Problem description
Rewrite every line of the records below, changing "pixel coordinates" to "x and y coordinates" wherever it occurs and leaving everything else as it is. Omit the pictures from your version.

>> begin

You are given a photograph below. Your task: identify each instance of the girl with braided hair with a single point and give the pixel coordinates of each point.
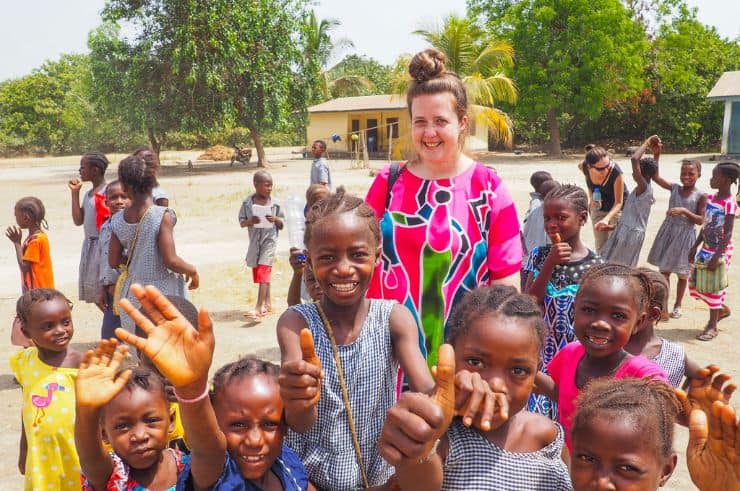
(611, 305)
(716, 243)
(91, 214)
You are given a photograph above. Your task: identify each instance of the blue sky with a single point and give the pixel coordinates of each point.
(36, 30)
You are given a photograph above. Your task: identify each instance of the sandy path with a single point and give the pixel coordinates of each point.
(207, 201)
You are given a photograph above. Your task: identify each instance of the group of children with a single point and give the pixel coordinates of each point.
(561, 387)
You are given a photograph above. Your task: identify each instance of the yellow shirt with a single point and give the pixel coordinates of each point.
(49, 420)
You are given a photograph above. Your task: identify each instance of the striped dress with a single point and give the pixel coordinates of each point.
(370, 368)
(713, 233)
(476, 464)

>> end

Answer for the task
You are given a photograph below. Your task: identify each instance of the girl with braided hair with a single point and give the x and y coordinates of each point.
(611, 305)
(716, 243)
(91, 214)
You are given a photograph above. Your task: identify each instance of the blue sky with a single point and give the x and y coordinates of each point.
(36, 30)
You are given a photograph above. Your task: identify each instance of the sandy path with a single point and give the x and y coordinates of each point.
(207, 201)
You are given a photograph above. Your task: identify each instance of the group of children with a single point and give the x and y coordinates of each point.
(561, 387)
You are given a photograph above. Your task: identify each instance of the yellow shirt with a single point and give the x and y coordinates of each point.
(49, 420)
You are given a photograph above. Your task: identify each instance of the striped dress with a single point and give the x and y coordinates of each point.
(370, 368)
(713, 233)
(476, 464)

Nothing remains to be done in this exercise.